**Some records:**
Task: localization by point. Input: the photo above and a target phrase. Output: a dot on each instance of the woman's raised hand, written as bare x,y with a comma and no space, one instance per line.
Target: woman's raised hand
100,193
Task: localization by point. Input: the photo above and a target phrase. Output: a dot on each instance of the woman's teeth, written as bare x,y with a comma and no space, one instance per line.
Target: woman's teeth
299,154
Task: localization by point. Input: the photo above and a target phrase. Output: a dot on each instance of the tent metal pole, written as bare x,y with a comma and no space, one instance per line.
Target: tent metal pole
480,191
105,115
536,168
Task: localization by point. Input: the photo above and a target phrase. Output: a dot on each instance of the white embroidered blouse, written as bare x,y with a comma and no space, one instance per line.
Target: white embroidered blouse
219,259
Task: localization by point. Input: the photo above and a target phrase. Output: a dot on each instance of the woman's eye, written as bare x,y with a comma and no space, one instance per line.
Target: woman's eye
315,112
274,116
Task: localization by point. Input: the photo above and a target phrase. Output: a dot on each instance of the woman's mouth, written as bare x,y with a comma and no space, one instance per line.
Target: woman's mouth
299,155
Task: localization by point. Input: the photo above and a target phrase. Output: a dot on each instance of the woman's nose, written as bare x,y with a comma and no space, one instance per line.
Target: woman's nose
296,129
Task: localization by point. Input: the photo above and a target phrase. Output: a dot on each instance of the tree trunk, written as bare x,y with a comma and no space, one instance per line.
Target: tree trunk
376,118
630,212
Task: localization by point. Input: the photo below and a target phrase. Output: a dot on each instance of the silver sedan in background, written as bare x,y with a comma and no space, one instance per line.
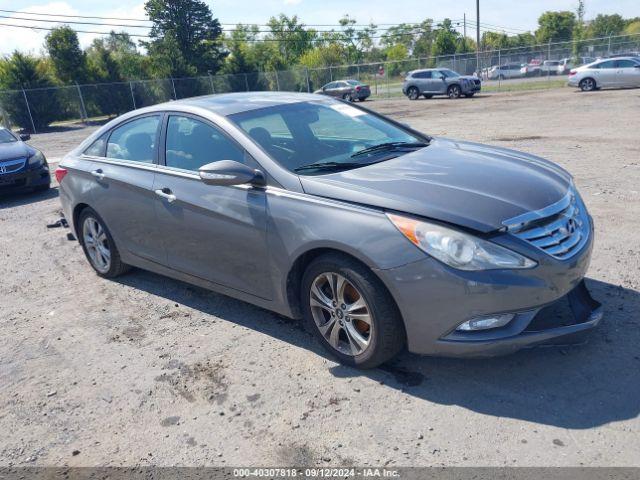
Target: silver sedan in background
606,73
==
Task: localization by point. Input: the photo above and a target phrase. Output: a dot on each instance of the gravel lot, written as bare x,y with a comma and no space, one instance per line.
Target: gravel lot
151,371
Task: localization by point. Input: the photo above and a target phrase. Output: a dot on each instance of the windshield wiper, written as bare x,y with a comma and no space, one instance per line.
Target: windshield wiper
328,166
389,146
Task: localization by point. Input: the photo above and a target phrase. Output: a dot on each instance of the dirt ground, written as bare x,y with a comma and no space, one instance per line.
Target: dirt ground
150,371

**The task:**
Locate every line above that contains the word "embroidered", and copy each of those lines.

**Written response:**
Task: localization by point. Input: the photo above and a target phrase. Output: a dot on each instance of the white embroidered blouse, written as bare x,y with a comma and no space, one instance per line.
Target: white embroidered blouse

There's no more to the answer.